[Records shown]
● ● ● ●
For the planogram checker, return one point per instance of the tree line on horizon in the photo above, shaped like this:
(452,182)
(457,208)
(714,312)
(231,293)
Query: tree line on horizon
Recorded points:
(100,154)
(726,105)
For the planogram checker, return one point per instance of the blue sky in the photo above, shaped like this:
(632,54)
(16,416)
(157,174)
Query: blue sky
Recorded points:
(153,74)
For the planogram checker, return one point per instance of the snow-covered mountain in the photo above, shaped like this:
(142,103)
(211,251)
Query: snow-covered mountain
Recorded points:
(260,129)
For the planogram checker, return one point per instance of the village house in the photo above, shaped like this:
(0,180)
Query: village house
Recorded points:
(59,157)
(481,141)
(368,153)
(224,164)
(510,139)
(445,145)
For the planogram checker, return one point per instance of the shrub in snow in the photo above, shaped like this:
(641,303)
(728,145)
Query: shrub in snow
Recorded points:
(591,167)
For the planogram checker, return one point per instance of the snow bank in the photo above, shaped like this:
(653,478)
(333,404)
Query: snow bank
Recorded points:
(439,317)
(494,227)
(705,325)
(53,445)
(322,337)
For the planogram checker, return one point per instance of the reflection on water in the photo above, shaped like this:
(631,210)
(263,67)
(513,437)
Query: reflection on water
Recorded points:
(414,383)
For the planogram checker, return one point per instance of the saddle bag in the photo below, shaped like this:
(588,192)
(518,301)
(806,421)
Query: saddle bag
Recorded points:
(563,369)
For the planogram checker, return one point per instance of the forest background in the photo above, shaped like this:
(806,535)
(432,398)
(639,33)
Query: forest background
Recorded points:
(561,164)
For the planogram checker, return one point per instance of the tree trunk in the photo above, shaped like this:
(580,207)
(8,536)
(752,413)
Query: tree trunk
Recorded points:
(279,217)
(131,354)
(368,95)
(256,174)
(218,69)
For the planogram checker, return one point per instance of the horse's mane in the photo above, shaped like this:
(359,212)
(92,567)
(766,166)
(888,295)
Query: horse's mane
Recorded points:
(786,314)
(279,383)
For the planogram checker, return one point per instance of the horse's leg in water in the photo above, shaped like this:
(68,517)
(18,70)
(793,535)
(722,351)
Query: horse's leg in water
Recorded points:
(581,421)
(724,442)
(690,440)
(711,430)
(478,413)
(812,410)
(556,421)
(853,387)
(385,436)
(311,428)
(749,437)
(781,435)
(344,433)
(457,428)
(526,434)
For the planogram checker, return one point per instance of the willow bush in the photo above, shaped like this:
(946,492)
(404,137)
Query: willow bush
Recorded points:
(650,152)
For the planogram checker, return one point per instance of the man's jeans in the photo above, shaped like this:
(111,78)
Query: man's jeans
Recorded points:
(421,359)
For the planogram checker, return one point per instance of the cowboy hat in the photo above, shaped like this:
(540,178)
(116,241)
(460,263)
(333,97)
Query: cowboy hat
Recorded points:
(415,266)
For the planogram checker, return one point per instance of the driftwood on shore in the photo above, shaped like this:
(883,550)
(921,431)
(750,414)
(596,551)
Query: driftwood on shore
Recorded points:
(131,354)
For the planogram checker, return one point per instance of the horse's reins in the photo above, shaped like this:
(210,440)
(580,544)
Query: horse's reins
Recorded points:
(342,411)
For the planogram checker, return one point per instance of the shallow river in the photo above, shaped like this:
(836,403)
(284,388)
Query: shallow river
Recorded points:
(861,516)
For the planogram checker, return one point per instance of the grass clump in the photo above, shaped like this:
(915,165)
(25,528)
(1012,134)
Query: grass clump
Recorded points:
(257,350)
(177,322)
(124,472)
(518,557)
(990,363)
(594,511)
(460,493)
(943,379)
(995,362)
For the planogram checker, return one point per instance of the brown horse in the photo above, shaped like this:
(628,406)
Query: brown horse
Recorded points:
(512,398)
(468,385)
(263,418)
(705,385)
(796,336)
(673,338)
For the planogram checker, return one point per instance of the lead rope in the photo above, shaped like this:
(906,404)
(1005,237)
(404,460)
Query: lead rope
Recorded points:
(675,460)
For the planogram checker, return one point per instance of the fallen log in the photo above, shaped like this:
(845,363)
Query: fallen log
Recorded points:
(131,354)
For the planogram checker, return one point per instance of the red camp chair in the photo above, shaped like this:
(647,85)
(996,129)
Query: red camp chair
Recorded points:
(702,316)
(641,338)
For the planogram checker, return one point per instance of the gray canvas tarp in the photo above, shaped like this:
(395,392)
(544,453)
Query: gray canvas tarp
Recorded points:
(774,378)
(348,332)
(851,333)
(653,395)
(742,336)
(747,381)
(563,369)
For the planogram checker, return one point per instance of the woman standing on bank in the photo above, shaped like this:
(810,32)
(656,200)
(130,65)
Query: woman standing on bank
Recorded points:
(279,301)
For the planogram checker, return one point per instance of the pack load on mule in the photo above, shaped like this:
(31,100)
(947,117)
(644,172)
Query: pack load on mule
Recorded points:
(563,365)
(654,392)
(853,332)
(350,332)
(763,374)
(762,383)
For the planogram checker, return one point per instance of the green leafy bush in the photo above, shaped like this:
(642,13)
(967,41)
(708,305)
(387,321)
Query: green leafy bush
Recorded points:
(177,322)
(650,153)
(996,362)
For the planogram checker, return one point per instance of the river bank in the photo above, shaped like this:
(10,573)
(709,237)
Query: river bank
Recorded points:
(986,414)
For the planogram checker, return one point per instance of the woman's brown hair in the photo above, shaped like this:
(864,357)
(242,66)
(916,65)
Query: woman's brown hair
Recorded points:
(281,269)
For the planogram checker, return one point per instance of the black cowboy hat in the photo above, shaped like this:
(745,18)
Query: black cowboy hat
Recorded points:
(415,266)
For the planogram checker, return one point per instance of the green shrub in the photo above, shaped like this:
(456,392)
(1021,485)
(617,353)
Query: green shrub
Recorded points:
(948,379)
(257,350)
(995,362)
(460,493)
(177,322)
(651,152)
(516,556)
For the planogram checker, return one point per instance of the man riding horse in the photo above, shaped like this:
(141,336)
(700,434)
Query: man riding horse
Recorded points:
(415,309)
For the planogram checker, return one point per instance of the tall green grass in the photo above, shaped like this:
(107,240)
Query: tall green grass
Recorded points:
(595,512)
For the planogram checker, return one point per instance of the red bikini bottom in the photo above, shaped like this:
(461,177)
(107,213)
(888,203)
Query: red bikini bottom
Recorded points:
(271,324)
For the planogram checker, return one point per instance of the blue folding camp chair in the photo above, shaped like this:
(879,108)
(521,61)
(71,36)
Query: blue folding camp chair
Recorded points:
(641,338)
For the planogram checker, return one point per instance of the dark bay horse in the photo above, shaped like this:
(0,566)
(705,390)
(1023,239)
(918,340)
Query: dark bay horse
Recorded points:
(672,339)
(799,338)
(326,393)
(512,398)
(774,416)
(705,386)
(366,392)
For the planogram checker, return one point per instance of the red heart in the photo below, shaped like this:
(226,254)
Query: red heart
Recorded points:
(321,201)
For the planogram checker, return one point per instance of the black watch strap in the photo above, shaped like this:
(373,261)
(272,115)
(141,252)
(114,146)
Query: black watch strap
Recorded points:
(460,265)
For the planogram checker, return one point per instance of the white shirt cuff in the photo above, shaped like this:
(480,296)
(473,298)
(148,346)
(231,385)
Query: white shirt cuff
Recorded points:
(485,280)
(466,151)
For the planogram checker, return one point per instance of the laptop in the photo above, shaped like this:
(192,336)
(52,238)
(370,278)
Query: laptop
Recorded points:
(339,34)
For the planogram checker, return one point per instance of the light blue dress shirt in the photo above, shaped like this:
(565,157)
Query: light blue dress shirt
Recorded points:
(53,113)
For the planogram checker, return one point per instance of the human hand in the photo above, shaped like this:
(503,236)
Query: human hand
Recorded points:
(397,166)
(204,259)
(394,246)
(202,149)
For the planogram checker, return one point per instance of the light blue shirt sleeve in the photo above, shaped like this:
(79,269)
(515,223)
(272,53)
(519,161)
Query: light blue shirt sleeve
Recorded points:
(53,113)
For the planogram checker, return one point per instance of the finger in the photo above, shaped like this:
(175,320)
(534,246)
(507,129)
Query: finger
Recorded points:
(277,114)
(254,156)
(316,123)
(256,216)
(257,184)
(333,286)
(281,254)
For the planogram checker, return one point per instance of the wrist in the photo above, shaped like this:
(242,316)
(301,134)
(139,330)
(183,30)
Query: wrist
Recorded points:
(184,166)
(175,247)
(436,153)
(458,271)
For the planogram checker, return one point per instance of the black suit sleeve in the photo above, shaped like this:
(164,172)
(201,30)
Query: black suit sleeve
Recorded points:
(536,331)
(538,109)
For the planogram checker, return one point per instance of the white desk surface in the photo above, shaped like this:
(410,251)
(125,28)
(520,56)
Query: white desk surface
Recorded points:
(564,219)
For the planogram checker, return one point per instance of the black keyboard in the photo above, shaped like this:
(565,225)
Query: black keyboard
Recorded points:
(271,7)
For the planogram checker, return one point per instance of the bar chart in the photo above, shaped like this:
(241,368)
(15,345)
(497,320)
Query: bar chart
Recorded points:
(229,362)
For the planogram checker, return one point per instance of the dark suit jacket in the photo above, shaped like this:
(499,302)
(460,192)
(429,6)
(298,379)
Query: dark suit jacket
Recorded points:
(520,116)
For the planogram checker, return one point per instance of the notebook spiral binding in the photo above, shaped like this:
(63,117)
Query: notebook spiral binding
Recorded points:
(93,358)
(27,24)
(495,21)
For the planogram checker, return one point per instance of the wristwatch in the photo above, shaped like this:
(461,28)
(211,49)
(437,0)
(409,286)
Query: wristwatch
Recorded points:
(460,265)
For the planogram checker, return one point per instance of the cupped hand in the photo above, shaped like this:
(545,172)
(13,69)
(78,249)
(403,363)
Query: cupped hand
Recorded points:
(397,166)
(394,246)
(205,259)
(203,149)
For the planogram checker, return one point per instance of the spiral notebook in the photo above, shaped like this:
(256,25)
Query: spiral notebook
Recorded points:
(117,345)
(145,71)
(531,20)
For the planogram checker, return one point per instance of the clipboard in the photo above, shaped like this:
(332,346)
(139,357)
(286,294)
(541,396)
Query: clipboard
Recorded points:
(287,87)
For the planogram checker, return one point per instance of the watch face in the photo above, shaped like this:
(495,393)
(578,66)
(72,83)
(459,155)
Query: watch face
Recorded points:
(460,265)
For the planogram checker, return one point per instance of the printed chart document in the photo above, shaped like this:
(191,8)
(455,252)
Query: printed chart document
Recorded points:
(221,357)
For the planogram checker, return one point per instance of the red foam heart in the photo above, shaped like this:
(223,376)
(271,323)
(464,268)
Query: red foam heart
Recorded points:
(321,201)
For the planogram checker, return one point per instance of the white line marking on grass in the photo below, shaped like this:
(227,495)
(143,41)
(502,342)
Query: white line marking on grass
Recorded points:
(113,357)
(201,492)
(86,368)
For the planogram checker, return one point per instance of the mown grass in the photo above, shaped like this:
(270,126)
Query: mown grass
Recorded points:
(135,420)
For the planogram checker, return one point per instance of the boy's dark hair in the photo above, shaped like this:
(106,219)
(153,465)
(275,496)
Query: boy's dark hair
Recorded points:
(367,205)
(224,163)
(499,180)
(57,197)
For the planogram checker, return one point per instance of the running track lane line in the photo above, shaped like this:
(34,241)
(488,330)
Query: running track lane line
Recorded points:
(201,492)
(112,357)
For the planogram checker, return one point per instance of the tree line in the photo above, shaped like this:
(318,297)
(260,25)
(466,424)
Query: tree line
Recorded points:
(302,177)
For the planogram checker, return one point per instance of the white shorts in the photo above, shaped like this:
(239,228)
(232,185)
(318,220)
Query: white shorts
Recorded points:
● ● ● ●
[Directive] Extract, unchanged, the closing run of lines that opens with the line containing "of the running" and ends with the last line.

[The output]
For the planogram checker, return one point per instance of the running track lane line in the photo above, shaped like this:
(34,241)
(488,330)
Query: running track lane line
Recorded points:
(201,492)
(112,357)
For the planogram checker, return one point per instance of the tree line in the photo above, shaped like this:
(318,297)
(260,25)
(466,424)
Query: tree line
Recorded points:
(302,177)
For the planogram checker, return one point per instance of the white shorts in the photo above, shaped like this:
(239,228)
(232,185)
(318,220)
Query: white shorts
Recorded points:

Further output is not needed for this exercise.